→ Exercise: Retype each of the items below exactly, line for line.

##### Dataset records

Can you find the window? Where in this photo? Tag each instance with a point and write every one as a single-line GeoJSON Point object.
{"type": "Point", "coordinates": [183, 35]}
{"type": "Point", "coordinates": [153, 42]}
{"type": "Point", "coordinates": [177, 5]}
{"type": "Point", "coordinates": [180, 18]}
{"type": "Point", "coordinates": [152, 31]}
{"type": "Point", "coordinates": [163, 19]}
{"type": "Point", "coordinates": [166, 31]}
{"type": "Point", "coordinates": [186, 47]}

##########

→ Problem solution:
Can you find the window? Where in this photo? Tag each instance with a point and write every one as a single-line GeoJSON Point object.
{"type": "Point", "coordinates": [183, 35]}
{"type": "Point", "coordinates": [153, 42]}
{"type": "Point", "coordinates": [177, 5]}
{"type": "Point", "coordinates": [180, 18]}
{"type": "Point", "coordinates": [152, 31]}
{"type": "Point", "coordinates": [163, 19]}
{"type": "Point", "coordinates": [166, 31]}
{"type": "Point", "coordinates": [186, 47]}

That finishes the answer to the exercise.